Start of Exercise text
ABOVE PHOTO: Pro-abortion rights protesters rally outside the Supreme Court in Washington, Wednesday, March 2, 2016. The justices voted 5-3 in favor of Texas clinics that had argued the regulations were only a veiled attempt to make it harder for women to get abortions in the nation’s second-most populous state. (AP Photo/Susan Walsh)
By Mark Sherman
WASHINGTON — The Supreme Court struck down Texas’ widely replicated regulation of abortion clinics Monday in the court’s biggest abortion case in nearly a quarter century.
The justices voted 5-3 in favor of Texas clinics that had argued the regulations were only a veiled attempt to make it harder for women to get abortions in the nation’s second-most populous state.
Justice Stephen Breyer’s majority opinion for the court held that the regulations are medically unnecessary and unconstitutionally limit a woman’s right to an abortion.
Texas had argued that its 2013 law and subsequent regulations were needed to protect women’s health. The rules required doctors who perform abortions to have admitting privileges at nearby hospitals and forced clinics to meet hospital-like standards for outpatient surgery.
Breyer wrote that “the surgical-center requirement, like the admitting privileges requirement, provides few, if any, health benefits for women, poses a substantial obstacle to women seeking abortions and constitutes an ‘undue burden’ on their constitutional right to do so.”
Justices Anthony Kennedy, Ruth Bader Ginsburg, Sonia Sotomayor and Elena Kagan joined Breyer.
Ginsburg wrote a short opinion noting that laws like Texas’ “that do little or nothing for health, but rather strew impediments to abortion, cannot survive judicial inspection” under the court’s earlier abortion-rights decisions. She pointed specifically to Roe v. Wade in 1973 and Planned Parenthood v. Casey in 1992.
Chief Justice John Roberts and Justices Samuel Alito and Clarence Thomas dissented.
Thomas wrote that the decision “exemplifies the court’s troubling tendency ‘to bend the rules when any effort to limit abortion, or even to speak in opposition to abortion, is at issue.’” Thomas was quoting an earlier abortion dissent from Justice Antonin Scalia, who died in February. Scalia has not yet been replaced, so only eight justices voted.
Alito, reading a summary of his dissent in court, said the clinics should have lost on technical, procedural grounds. Alito said the court was adopting a rule of, “If at first you don’t succeed, sue, sue again.”
Abortion providers said the rules would have cut the number of abortion clinics in Texas by three-fourths if they had been allowed to take full effect.
When then-Gov. Rick Perry signed the law in 2013, there were about 40 clinics throughout the state. That number dropped to under 20 and would have been cut in half again if the law had taken full effect, the clinics said.
Texas Attorney General Ken Paxton said the law “was an effort to improve minimum safety standards and ensure capable care for Texas women. It’s exceedingly unfortunate that the court has taken the ability to protect women’s health out of the hands of Texas citizens and their duly elected representatives.”
End of Exercise text
Assigned task A -> In the article on the Texas abortion ruling, which justice wrote the majority opinion?
Assigned task B -> Repeat word for word the passage of the article on the Texas abortion ruling starting at "Thomas wrote that" and ending at "take full effect.".
The material has no connection to the article on the Texas abortion ruling.
Start of Excerpted records
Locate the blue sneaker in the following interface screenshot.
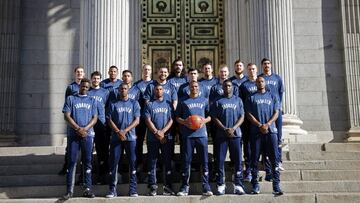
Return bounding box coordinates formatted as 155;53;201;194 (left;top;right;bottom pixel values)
177;186;189;196
265;173;272;182
273;185;284;196
251;183;260;195
105;190;117;198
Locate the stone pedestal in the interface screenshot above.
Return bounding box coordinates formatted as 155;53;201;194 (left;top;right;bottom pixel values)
226;0;306;142
341;0;360;142
0;0;20;146
80;0;130;78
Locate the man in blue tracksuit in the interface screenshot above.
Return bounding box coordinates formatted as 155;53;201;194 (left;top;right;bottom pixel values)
62;78;97;199
245;76;283;195
211;79;245;195
144;84;175;196
89;71;110;184
58;66;85;175
261;58;285;173
106;83;140;198
176;81;213;196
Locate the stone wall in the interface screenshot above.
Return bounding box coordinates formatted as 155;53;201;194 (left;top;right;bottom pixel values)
293;0;349;141
16;0;80;145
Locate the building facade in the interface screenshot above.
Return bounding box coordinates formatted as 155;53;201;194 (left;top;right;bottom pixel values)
0;0;360;146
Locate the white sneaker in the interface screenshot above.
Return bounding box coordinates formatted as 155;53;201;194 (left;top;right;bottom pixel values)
234;185;245;195
217;184;226;195
203;190;213;196
278;162;285;171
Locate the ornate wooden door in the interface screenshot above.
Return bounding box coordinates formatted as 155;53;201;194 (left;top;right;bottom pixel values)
142;0;225;73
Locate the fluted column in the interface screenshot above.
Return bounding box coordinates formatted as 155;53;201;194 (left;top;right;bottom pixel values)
225;0;306;142
0;0;20;146
341;0;360;142
80;0;130;78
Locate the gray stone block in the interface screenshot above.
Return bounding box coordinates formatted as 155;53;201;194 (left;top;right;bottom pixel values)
20;64;47;80
21;35;47;50
296;77;326;91
294;21;322;36
324;143;360;152
301;169;360;181
294;35;324;50
299;104;329;121
296;92;323;106
295;49;324;64
20;50;49;65
316;193;360;203
293;8;322;23
292;0;322;9
18;93;43;109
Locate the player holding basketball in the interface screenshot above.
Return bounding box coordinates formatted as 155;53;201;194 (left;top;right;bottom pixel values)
211;79;245;195
245;76;283;195
62;78;97;199
176;81;213;196
144;84;175;196
106;83;140;198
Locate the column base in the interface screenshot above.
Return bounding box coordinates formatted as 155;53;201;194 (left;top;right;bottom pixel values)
346;128;360;142
0;135;17;147
282;114;317;143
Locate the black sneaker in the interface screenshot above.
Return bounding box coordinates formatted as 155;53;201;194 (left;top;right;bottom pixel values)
149;185;157;196
63;192;73;200
83;188;95;198
273;190;284;196
163;186;175;196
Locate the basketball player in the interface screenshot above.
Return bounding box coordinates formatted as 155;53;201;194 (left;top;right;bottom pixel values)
261;58;285;171
176;81;213;196
245;76;283;195
211;79;245;195
144;84;175;196
134;64;153;174
230;59;247;87
106;83;140;198
62;78;97;199
89;71;110;184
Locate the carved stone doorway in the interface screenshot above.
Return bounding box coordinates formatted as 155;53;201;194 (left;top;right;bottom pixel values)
142;0;225;72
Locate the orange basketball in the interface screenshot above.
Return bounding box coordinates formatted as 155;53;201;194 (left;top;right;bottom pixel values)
187;115;201;130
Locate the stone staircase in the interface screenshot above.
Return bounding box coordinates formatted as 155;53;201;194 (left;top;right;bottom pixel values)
0;143;360;203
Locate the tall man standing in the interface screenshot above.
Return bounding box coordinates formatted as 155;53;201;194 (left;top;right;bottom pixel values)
212;79;245;195
144;84;175;196
106;83;140;198
245;76;283;195
58;66;85;175
134;64;153;172
261;58;285;171
176;81;213;196
62;78;97;199
89;71;110;184
230;59;247;87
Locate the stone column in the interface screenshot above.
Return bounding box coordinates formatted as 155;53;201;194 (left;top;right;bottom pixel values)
341;0;360;142
226;0;308;142
0;0;20;147
80;0;129;78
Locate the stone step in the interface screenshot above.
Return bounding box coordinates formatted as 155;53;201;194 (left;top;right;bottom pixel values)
0;146;65;156
0;170;300;187
283;151;360;161
287;143;323;152
0;181;360;199
324;143;360;152
1;194;316;203
1;193;360;203
283;160;360;170
0;170;360;187
0;159;360;175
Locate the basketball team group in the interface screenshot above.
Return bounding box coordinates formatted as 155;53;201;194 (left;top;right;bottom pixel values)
59;58;284;199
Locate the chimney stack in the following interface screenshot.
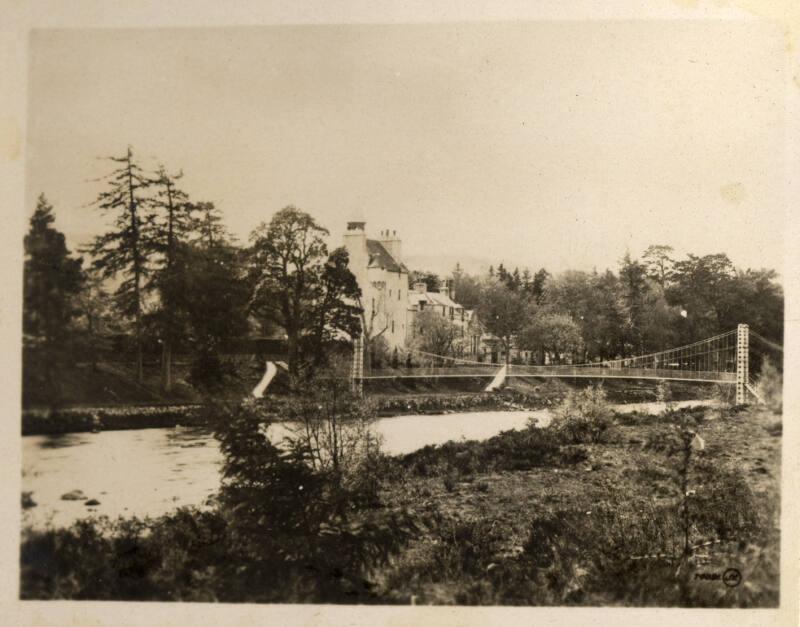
End of Excerpted records
Worked solution A -> Justice Stephen Breyer.

Worked solution B ->
Thomas wrote that the decision “exemplifies the court’s troubling tendency ‘to bend the rules when any effort to limit abortion, or even to speak in opposition to abortion, is at issue.’” Thomas was quoting an earlier abortion dissent from Justice Antonin Scalia, who died in February. Scalia has not yet been replaced, so only eight justices voted.
Alito, reading a summary of his dissent in court, said the clinics should have lost on technical, procedural grounds. Alito said the court was adopting a rule of, “If at first you don’t succeed, sue, sue again.”
Abortion providers said the rules would have cut the number of abortion clinics in Texas by three-fourths if they had been allowed to take full effect.